» **What the exercise asks**:
Which lines below contain the string "baby"? Collect each of them and copy it in full.

※ ※ ※

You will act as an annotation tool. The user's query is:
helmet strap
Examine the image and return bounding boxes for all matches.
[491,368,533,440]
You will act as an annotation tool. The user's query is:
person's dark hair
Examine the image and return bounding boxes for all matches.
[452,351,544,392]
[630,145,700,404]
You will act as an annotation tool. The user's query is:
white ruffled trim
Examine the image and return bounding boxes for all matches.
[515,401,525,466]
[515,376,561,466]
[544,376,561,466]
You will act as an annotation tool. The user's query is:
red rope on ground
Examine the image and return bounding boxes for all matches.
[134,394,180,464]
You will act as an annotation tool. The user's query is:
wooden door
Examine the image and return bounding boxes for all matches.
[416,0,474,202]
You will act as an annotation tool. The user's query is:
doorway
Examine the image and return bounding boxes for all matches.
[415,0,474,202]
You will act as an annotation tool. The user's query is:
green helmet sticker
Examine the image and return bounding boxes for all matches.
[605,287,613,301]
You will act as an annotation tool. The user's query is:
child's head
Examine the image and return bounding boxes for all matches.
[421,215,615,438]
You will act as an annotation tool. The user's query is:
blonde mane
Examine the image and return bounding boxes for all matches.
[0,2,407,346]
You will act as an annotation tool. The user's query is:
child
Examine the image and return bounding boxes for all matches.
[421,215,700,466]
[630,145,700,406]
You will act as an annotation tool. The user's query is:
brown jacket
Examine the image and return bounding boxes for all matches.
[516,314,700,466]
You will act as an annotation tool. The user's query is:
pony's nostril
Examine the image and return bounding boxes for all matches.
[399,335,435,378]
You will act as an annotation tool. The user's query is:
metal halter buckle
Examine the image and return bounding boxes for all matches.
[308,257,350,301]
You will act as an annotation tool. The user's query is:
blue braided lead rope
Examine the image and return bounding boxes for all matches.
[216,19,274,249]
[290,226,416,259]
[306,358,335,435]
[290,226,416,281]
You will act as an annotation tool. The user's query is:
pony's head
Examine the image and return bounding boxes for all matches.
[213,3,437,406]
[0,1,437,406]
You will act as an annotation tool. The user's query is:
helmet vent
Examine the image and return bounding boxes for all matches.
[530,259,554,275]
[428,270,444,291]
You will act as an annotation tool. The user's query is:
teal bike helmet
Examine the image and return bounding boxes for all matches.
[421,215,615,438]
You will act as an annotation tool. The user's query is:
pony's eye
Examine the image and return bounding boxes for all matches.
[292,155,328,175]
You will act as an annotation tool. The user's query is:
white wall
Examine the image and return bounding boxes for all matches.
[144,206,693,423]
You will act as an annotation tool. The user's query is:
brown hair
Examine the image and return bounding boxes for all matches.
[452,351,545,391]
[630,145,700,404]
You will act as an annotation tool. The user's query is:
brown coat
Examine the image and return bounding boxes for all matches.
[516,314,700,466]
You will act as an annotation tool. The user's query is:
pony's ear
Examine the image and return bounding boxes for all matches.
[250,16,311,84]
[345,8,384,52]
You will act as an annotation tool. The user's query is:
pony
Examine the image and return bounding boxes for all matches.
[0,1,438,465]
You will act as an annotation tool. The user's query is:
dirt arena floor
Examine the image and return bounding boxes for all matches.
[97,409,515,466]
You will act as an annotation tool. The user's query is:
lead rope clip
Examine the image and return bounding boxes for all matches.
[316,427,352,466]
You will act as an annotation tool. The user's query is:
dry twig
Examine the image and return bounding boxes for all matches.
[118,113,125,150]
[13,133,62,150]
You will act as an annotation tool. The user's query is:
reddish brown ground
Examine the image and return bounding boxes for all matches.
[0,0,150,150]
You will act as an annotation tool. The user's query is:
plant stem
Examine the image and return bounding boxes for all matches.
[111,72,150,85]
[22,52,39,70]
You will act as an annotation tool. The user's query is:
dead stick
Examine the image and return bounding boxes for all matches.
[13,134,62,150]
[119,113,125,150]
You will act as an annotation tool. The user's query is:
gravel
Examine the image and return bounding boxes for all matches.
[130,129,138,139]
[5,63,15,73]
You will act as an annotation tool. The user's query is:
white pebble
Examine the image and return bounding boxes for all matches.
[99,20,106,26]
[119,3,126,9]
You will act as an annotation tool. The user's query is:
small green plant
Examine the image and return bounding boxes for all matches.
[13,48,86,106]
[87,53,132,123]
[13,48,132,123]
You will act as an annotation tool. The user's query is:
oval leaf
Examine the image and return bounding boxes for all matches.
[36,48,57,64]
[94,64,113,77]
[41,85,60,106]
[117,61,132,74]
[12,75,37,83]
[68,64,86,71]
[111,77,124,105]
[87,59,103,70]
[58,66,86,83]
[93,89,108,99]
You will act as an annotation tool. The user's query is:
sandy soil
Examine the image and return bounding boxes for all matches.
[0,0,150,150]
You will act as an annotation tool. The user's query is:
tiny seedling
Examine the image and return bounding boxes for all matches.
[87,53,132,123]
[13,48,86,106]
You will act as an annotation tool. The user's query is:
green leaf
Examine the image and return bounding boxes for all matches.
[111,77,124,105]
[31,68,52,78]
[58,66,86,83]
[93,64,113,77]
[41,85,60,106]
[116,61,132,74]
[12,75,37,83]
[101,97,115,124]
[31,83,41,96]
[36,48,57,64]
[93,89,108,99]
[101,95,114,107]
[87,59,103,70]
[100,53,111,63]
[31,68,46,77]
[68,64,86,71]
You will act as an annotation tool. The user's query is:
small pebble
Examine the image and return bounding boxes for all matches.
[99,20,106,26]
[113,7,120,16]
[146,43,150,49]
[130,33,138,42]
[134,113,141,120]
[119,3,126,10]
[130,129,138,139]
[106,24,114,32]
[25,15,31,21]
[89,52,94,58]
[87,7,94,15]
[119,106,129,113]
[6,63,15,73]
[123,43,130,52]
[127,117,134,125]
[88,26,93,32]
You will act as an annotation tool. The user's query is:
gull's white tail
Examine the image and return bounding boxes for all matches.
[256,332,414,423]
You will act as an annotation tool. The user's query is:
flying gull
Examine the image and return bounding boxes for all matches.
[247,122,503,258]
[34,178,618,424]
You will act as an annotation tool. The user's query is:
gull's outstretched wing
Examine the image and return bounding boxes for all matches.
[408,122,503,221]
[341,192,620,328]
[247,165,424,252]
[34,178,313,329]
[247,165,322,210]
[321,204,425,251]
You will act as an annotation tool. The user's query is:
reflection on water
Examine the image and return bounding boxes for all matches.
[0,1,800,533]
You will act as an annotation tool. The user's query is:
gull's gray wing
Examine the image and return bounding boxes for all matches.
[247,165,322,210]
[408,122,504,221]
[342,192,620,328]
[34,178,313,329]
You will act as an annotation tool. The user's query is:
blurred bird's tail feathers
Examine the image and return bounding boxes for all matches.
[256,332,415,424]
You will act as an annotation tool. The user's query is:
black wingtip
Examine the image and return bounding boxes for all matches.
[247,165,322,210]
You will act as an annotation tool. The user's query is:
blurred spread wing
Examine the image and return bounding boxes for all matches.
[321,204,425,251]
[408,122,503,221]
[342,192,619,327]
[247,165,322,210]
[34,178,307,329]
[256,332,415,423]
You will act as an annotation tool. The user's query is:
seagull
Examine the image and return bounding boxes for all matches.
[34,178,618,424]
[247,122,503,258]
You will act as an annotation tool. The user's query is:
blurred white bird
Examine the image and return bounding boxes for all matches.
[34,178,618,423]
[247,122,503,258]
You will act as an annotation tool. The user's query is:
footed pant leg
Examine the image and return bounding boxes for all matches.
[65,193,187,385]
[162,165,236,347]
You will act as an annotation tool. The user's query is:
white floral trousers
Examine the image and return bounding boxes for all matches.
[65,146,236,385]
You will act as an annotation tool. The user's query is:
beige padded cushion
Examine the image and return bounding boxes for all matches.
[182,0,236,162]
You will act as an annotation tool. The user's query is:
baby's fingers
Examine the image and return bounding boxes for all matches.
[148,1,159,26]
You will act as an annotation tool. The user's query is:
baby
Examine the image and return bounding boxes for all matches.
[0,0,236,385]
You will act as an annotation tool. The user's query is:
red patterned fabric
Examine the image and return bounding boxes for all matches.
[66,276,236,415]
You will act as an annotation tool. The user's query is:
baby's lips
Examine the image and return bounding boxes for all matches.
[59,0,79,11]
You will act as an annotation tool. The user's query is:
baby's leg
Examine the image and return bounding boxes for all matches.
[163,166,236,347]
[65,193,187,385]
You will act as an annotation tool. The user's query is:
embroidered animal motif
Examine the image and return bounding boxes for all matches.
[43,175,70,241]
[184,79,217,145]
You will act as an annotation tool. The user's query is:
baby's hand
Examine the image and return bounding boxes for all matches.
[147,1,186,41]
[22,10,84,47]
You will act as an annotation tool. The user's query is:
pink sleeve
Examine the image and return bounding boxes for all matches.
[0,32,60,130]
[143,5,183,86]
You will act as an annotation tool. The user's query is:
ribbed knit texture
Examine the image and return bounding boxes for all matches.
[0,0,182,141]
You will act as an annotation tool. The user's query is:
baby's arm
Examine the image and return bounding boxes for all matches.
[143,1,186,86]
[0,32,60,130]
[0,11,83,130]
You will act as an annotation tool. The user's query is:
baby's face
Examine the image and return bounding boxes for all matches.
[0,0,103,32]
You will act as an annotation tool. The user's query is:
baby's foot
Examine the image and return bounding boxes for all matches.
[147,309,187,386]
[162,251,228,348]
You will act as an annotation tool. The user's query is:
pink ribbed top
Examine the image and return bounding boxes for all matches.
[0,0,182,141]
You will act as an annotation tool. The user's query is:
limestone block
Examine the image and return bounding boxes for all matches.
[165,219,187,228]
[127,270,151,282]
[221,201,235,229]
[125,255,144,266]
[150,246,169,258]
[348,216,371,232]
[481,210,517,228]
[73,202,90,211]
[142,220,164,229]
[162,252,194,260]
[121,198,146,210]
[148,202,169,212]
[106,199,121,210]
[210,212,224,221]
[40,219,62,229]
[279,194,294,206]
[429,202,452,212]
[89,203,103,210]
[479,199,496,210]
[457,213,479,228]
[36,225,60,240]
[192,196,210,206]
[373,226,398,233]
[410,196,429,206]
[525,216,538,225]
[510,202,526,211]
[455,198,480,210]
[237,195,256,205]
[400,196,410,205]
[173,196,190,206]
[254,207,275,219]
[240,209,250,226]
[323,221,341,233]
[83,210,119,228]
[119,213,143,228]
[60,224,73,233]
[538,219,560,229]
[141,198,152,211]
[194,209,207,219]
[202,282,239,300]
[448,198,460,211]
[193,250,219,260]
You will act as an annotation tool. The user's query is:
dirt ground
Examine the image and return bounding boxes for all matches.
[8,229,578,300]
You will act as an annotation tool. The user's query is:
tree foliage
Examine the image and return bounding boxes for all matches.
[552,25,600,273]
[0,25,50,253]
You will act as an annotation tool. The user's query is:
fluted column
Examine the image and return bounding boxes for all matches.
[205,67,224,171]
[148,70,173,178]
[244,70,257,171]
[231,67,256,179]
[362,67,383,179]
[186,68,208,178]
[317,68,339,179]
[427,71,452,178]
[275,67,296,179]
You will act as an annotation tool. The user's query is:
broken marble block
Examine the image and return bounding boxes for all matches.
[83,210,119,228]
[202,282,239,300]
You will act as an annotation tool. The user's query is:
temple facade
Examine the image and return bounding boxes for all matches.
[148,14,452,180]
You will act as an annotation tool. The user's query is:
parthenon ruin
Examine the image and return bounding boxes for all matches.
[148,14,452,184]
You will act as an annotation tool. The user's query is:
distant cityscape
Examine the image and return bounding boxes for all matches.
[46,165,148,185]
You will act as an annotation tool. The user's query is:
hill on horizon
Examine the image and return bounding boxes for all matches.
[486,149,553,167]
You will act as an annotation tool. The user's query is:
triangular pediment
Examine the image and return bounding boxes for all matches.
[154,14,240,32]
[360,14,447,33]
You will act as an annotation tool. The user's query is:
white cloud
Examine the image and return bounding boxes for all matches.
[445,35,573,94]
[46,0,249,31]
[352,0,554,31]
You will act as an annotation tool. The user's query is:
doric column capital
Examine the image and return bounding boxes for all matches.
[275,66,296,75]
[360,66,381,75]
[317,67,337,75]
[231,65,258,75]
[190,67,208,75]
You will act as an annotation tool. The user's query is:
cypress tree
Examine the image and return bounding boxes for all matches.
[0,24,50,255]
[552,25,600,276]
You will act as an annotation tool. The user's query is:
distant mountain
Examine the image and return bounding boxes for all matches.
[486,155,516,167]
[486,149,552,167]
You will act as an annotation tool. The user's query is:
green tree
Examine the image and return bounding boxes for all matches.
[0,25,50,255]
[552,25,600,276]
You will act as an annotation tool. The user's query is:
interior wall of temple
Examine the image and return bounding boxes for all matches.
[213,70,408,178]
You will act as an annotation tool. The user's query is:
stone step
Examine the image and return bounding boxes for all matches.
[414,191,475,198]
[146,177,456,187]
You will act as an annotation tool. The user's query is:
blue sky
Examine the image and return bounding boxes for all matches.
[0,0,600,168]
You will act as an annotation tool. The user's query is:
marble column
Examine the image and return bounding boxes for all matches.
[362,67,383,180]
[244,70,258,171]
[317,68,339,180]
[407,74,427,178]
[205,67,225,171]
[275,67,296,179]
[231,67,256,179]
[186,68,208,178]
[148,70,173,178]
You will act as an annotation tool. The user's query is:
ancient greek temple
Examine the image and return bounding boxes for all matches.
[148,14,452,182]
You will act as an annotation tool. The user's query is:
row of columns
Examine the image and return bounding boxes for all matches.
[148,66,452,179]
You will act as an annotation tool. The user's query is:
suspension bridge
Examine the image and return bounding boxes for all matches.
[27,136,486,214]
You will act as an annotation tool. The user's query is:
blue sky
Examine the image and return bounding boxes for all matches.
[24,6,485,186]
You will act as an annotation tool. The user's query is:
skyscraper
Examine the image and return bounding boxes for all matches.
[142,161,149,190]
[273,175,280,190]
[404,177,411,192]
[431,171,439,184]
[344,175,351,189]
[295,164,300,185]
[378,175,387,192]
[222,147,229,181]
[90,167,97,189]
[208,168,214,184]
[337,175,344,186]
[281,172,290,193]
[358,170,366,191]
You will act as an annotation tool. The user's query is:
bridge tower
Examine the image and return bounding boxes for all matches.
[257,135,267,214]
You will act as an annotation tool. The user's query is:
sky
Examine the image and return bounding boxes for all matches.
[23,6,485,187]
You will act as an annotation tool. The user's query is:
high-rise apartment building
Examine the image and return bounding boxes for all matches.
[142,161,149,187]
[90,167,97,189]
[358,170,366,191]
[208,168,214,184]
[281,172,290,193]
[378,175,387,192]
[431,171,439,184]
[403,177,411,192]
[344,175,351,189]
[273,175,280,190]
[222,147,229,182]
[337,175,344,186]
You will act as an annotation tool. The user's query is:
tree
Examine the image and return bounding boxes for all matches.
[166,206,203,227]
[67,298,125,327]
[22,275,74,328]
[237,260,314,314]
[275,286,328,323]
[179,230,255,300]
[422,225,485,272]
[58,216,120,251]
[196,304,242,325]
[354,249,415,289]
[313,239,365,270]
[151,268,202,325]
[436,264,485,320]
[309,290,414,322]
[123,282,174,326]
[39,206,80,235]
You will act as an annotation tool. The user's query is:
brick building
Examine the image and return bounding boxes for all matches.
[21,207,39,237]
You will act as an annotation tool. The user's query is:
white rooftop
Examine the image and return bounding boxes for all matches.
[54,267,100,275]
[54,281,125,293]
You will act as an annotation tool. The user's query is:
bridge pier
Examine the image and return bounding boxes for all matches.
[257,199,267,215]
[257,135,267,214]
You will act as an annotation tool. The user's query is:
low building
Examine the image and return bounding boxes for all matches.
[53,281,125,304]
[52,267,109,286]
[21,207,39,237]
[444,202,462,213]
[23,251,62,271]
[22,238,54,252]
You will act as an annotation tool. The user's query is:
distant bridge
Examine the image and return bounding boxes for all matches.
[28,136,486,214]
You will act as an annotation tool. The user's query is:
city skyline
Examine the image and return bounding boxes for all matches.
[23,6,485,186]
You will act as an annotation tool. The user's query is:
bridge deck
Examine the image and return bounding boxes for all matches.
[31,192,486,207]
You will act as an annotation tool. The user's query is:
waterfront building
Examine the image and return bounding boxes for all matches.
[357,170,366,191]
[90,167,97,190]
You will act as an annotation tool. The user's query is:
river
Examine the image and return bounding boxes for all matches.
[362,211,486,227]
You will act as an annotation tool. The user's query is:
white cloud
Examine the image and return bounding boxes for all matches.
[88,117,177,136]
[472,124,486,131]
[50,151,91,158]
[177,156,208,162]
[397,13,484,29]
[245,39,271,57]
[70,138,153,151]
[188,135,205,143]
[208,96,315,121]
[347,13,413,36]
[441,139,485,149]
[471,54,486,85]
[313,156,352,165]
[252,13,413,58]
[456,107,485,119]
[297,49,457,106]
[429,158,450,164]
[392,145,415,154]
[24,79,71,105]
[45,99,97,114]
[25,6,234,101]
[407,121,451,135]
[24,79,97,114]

※ ※ ※

» **Written reply**:
baby's fingers
baby
baby's lips
baby's leg
baby's hand
baby's arm
baby's face
baby's foot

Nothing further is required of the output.